-- Your instructions --
Write out exactly the lines that run from the one containing "One point belongs on each instance of the wooden dining" to the end of the entries below, with both end lines included.

# # #

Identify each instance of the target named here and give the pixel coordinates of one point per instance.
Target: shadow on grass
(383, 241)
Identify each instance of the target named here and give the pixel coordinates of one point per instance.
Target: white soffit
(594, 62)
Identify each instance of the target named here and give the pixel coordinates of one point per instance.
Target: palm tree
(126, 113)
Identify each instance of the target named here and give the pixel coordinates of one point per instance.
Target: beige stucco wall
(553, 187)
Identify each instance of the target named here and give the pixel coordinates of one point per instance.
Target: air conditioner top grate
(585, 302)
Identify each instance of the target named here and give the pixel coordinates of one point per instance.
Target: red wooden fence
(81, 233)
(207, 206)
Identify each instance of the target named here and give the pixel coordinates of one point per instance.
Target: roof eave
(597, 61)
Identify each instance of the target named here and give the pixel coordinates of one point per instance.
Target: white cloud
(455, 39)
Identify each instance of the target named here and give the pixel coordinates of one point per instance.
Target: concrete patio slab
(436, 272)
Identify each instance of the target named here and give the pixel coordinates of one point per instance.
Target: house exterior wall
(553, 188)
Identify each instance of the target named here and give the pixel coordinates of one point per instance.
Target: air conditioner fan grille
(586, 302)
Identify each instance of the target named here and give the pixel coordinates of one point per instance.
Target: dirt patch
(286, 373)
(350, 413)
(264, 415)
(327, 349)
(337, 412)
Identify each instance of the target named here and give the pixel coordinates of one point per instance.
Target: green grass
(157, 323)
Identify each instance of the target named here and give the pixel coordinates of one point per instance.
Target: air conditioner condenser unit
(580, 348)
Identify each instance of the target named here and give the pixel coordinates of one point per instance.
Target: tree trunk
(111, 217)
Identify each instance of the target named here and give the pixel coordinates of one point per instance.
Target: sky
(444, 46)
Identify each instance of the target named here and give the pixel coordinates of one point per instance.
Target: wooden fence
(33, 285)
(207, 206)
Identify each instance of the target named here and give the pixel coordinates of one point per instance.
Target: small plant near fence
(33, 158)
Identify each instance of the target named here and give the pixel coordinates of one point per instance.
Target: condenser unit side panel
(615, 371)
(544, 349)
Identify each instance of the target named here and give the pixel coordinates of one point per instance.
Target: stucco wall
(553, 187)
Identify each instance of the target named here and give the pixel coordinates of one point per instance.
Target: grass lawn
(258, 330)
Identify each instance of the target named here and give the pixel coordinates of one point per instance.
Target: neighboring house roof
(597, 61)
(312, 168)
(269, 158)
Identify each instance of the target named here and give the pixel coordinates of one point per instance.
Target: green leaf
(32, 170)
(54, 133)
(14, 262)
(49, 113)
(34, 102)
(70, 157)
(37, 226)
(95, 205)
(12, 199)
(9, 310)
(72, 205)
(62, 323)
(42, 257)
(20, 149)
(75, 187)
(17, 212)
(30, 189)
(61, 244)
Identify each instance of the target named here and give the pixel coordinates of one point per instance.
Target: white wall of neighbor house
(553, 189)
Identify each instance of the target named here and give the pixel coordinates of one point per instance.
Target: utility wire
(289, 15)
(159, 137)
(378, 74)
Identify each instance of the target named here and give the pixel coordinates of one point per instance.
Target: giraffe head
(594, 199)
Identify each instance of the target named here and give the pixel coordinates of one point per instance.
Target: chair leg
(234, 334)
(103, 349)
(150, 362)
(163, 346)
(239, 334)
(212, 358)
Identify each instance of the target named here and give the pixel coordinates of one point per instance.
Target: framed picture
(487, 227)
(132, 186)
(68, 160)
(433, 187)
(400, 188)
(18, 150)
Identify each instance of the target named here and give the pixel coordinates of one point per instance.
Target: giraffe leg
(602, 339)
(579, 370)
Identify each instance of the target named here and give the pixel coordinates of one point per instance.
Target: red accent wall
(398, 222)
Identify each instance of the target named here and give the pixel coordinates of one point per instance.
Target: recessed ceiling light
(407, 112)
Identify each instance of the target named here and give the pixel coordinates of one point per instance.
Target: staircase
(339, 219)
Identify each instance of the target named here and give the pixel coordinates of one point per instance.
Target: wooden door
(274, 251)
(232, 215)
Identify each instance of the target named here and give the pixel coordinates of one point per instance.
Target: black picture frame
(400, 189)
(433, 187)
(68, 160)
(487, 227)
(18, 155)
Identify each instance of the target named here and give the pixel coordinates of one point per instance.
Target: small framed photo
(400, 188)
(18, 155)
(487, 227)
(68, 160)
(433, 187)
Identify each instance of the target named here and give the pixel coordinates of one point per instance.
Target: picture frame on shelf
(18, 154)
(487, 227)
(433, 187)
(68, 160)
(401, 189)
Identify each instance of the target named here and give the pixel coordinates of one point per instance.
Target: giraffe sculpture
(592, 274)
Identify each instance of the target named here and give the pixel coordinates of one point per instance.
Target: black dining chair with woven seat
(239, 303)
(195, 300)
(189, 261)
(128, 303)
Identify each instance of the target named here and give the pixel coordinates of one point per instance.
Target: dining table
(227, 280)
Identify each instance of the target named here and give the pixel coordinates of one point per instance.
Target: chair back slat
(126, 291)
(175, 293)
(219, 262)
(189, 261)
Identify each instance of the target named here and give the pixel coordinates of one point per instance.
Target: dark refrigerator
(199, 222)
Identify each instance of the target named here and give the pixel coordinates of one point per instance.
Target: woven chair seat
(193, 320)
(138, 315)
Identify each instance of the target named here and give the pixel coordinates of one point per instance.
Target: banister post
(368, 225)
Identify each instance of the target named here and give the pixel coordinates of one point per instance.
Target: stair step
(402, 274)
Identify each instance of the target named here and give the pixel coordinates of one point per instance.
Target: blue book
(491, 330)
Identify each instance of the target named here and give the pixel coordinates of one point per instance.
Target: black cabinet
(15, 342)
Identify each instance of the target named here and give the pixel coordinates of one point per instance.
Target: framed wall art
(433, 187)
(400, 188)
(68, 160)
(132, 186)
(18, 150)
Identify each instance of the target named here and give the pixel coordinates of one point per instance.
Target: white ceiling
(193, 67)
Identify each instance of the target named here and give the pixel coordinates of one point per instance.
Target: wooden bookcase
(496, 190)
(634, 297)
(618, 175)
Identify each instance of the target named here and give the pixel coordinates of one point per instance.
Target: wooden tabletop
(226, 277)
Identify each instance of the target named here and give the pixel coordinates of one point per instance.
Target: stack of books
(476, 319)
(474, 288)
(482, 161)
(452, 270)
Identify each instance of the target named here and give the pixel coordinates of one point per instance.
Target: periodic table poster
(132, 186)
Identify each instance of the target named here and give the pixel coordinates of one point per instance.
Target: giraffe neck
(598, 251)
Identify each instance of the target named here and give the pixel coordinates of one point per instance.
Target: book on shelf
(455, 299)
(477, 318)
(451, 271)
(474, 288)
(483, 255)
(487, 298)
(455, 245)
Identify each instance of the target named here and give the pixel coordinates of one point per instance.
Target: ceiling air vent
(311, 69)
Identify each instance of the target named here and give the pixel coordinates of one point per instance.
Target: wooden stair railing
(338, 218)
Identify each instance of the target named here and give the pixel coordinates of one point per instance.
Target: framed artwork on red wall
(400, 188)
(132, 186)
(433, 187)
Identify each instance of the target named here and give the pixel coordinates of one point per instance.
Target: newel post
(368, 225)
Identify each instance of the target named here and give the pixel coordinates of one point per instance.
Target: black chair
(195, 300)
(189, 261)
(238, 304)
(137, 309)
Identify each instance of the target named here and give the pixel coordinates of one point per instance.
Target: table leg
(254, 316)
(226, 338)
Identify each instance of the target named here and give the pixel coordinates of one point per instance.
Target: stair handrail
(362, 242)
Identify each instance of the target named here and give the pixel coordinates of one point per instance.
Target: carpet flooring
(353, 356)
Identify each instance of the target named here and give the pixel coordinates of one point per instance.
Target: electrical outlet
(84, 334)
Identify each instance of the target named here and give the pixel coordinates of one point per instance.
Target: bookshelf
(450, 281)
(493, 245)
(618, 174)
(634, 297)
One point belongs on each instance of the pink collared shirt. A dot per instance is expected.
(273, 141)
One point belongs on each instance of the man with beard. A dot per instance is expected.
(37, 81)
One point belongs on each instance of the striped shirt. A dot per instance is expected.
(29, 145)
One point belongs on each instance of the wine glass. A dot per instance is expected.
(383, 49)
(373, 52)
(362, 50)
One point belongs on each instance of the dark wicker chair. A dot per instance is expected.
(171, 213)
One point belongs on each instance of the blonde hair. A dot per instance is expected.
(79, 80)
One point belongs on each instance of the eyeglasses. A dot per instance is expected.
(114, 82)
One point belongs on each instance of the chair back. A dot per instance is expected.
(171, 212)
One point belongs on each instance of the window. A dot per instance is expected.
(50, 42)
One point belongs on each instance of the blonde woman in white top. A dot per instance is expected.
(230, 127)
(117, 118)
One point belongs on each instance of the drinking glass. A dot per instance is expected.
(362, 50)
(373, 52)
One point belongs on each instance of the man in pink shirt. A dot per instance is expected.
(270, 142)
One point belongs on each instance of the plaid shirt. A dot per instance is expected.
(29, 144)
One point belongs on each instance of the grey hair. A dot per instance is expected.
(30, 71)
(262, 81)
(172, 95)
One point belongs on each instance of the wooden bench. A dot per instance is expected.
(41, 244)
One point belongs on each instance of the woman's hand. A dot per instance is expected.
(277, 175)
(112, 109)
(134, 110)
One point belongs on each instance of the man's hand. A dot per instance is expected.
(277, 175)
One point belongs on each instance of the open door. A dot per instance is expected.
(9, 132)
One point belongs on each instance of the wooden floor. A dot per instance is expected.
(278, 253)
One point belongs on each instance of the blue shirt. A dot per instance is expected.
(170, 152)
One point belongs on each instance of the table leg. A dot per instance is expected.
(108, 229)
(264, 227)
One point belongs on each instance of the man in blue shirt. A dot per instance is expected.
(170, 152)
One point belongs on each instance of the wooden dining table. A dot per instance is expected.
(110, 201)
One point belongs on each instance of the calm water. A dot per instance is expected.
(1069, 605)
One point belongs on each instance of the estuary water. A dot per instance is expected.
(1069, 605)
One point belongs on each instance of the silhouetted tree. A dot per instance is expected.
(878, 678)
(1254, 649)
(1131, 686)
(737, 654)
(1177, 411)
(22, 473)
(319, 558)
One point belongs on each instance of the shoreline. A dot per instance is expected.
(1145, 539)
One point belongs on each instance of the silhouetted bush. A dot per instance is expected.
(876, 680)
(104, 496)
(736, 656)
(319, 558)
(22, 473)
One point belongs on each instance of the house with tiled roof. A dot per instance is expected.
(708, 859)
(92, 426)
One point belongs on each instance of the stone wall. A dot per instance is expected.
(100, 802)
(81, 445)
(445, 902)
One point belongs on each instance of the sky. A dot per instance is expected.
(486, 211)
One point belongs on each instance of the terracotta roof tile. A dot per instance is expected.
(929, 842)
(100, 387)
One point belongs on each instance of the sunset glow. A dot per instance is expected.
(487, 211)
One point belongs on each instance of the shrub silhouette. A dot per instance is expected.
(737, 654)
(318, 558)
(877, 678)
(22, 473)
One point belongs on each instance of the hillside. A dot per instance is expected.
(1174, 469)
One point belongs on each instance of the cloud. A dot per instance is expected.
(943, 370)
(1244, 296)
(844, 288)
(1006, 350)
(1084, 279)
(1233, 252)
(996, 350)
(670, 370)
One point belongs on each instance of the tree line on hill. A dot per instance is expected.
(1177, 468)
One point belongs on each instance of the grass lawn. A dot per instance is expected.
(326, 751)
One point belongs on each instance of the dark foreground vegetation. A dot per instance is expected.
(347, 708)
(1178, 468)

# # #

-- Result of this exercise --
One point belongs on each instance of the wooden dining table. A dot per instance is expected.
(110, 201)
One point belongs on each instance of the calm water. A dot per instance is expected.
(1069, 605)
One point belongs on each instance of the estuary water. A dot per instance is expected.
(1069, 605)
One point belongs on each instance of the silhouetted tree. A dot per instance is expected.
(878, 678)
(1254, 649)
(1131, 686)
(737, 654)
(1177, 411)
(22, 473)
(319, 558)
One point belongs on each instance of the shoreline. A dot per instance is expected.
(1145, 539)
One point belongs on each instance of the silhouetted bush. A dot per instance is expected.
(876, 680)
(104, 496)
(736, 656)
(319, 558)
(22, 473)
One point belongs on each instance of the house with tiled roof. A dot per instance is expected.
(708, 859)
(92, 426)
One point belongs on each instance of the stone wall. A dot per instance is expected.
(100, 802)
(81, 445)
(445, 902)
One point belongs on each instance of the sky. A dot per instance is expected.
(486, 211)
One point belongs on each instance of the terracotta roof tile. A dot per instance is expected.
(929, 842)
(100, 387)
One point belongs on each instance of the sunset glow. A dot per instance is expected.
(487, 211)
One point belongs on each instance of the shrub silhouette. A dot per instance is expected.
(737, 654)
(318, 558)
(877, 678)
(22, 473)
One point belongs on each instance of the hillside. A dot per instance is expected.
(1174, 469)
One point belongs on each instance of the cloud. A dot per instance is expected.
(943, 370)
(1244, 296)
(844, 288)
(1006, 350)
(1084, 279)
(1233, 252)
(996, 350)
(670, 370)
One point belongs on each instance of the tree line on hill. A dot per instance is expected.
(1177, 468)
One point belongs on each instance of the grass lawn. A dot per instance is expected.
(326, 751)
One point belongs on each instance of the dark foreground vegetation. A dot per instance is expected.
(347, 708)
(1178, 468)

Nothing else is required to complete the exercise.